**USANDO AS INFORMAÇÕES**
- a) Reescreva a parte do texto sobre a Guerrilha do Araguaia que começa em "Pantomima cômica (se" e termina depois de "era só inocência.", trocando "avião" por "aeronave".
- b) Por favor, dê continuidade ao texto sobre a Guerrilha do Araguaia a partir da última frase apresentada.

**TRECHO FORNECIDO**
--------

A Guerrilha do Araguaia vista pela direita

Pantomima cômica (se não fosse trágica) em 7 atos

1o Ato
Abre o pano. Setembro de 1974, estou voando de Marília a Alto Araguaia, Mato Grosso, com o meu pai e o comandante Onésimo. Emoção pura de menino pré-adolescente, tinha eu dez anos, na sua primeira viagem de avião (um bimotor Cessna de 6 lugares). Sobrevoamos a imensidão do cerrado e meu pai indicando montes e lagos que secavam. Em algum ponto perto do Rio Ariranha o velho gritou: É aqui. Sabia de mapas o Xandico. Demos voltas e voltas, reconhecemos o terreno. Eu era só inocência.
2o Ato
O aeroporto de Alto Araguaia era uma pista de areia seca, caliça, esburacada, quase capotamos ao aterrissar. Compra providencial de queijo cabacinha numa pousada, doce de tacho (aquilo tudo faria muito sucesso com a família e amigos da escola na volta), uma velha que podia ser a Cora Coralina fazendo num tear primevo mais um cobertor para aquecer (quando seria preciso um cobertor naquele trópico calorento?) os viajantes dali. Canícula. Almoço de feijão grosso e todas tropeirices numa casa velha transformada em restaurante sobre uma curva do Rio Araguaia. Moleques pulavam de cabeça metros a fio, antes de furarem o espelho cristalino das águas. Devia estar maravilhosa a nadada, mas meu pai não era dado a nadadas em horas sérias. Ia depois do almoço ao cartório, buscar uma escritura.

--------

**DADOS DE ORIGEM**
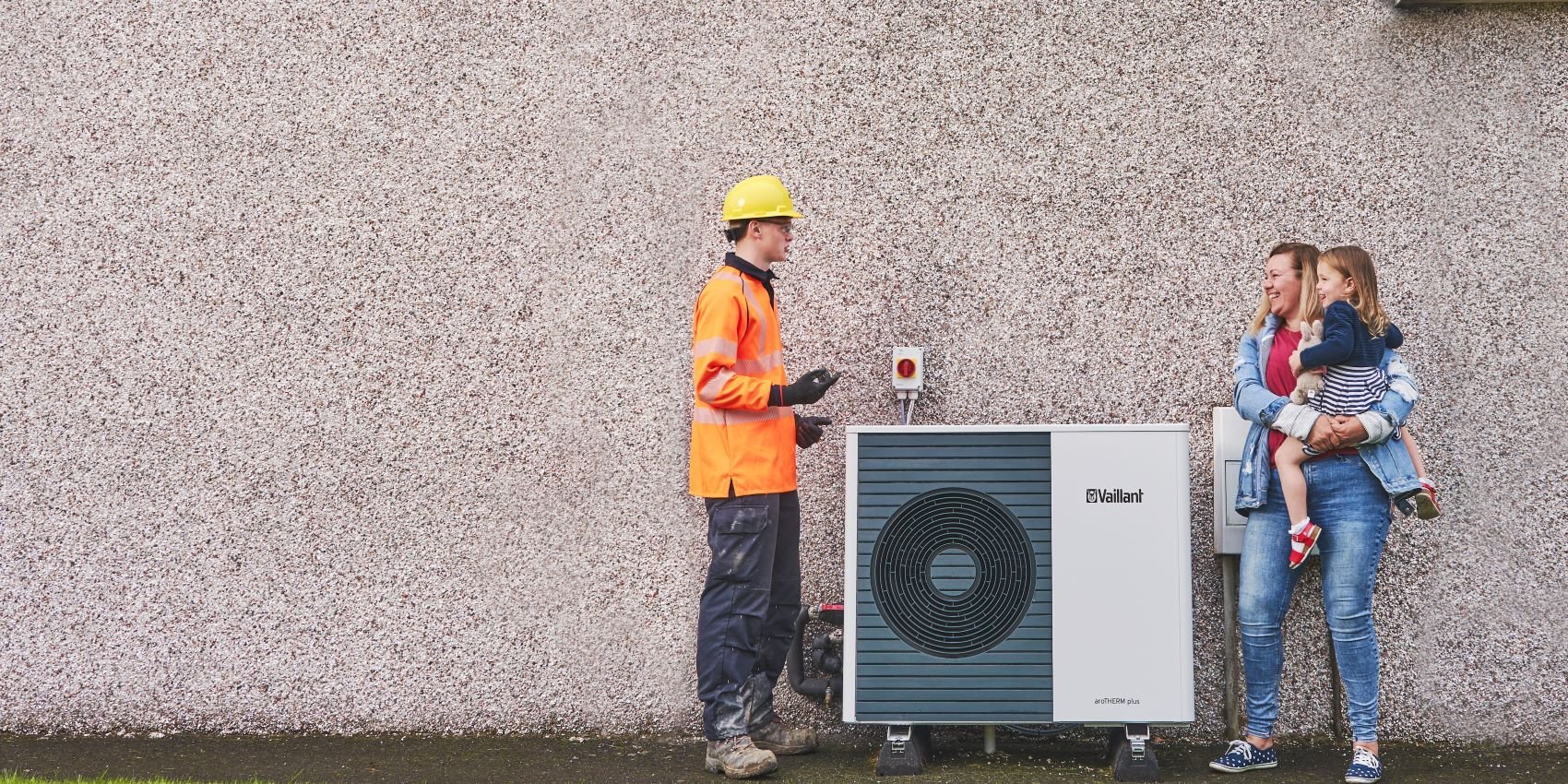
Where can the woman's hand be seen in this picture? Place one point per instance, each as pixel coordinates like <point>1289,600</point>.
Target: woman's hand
<point>1348,432</point>
<point>1322,436</point>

--------

**RESULTADOS DAS TAREFAS**
- a)
Pantomima cômica (se não fosse trágica) em 7 atos

1o Ato
Abre o pano. Setembro de 1974, estou voando de Marília a Alto Araguaia, Mato Grosso, com o meu pai e o comandante Onésimo. Emoção pura de menino pré-adolescente, tinha eu dez anos, na sua primeira viagem de aeronave (um bimotor Cessna de 6 lugares). Sobrevoamos a imensidão do cerrado e meu pai indicando montes e lagos que secavam. Em algum ponto perto do Rio Ariranha o velho gritou: É aqui. Sabia de mapas o Xandico. Demos voltas e voltas, reconhecemos o terreno. Eu era só inocência.

- b)
3º Ato
O cartório rescende a mofo de papel velho. Chá de cadeira, uma pasta debaixo do suvaco do velho. Bora prá Marília. Outra aventura de decolar e ver tudo de cima. Homem de coragem, Onésimo contou todos seus pousos forçados e panes de motor. Chegamos bem. Muito depois entendi que a escritura era de uma viúva morta. Os herdeiros existiriam? De algum jeito o governo ia transformar a terra em “devoluta”. Deve ter tido dedo do parente do Exército que atuava no Dops na "jogada". Mas meu pai que tratasse de tirar os grileiros de lá...
4o Ato
A sociedade na terra a ser "regrilada", posto que grilada dos grileiros, era um exército de Bracaleone perverso. Mario Buonomo, um fascista mafioso da Bota, contrabandista de artigos de luxo (fachada) e armas (a vero). Dr. Monteiro, um delegado de polícia civil, machista, direitista, violento (para mim era simpaticíssimo e até queria me casar com a filha dele!), ótimo investigador e, à boca pequena, torturador contumaz. Deve estar curtindo por aí uma aposentadoria de ouro, ou quiçá carcomido pelo rancor e remorso? E o “bobo” do velho, descapitalizado, entrando com o serviço sujo. Descendente de "quatrocentões" sem nobreza, eterno sonhador de garimpos e pecuárias extensivas, bandeirante falido, sem ouro, agora sonhava seu gadão sem fim. Encheram uma caminhonete Ford, quadrada e amarelo gema, com um arsenal de grosso calibre, munição à mancheia e voltaram, semanas depois, por terra ao Araguaia.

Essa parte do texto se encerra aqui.